Records of labeled boxes

_ _ _

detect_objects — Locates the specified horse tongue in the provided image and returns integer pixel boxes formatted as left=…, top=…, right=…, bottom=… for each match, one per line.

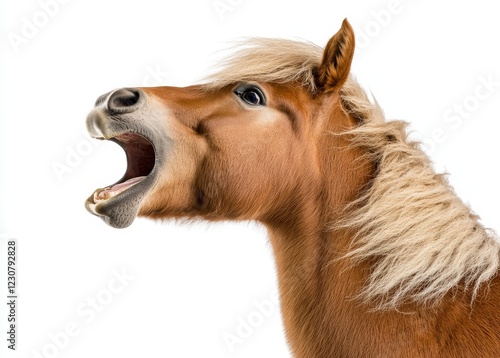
left=96, top=176, right=145, bottom=200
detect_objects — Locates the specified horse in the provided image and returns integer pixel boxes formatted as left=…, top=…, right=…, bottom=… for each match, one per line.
left=85, top=19, right=500, bottom=358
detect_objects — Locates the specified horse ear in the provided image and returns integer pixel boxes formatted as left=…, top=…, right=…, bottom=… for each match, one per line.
left=317, top=19, right=355, bottom=92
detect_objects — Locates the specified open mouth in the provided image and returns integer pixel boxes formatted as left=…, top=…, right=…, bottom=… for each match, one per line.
left=93, top=132, right=156, bottom=204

_ _ _

§ **Aim**
Collect each line of the material above that contains the word "image" and copy those lines out in full.

§ **Correct result**
detect_objects — Locates the specified horse tongue in the provided image and returns integer pixel boxes formatted as left=…, top=…, right=…, bottom=… for each match, one per line.
detect_objects — Locates the specified horse in the provided image and returns integer pixel boxes formatted as left=…, top=…, right=…, bottom=… for each match, one per line.
detect_objects — Locates the specified horse ear in the provided image and returns integer pixel boxes formatted as left=…, top=…, right=…, bottom=… for each match, one per line.
detect_objects — Locates the specified open mouth in the provided image and returns integer pixel boxes formatted as left=…, top=…, right=…, bottom=… for each match, one per line.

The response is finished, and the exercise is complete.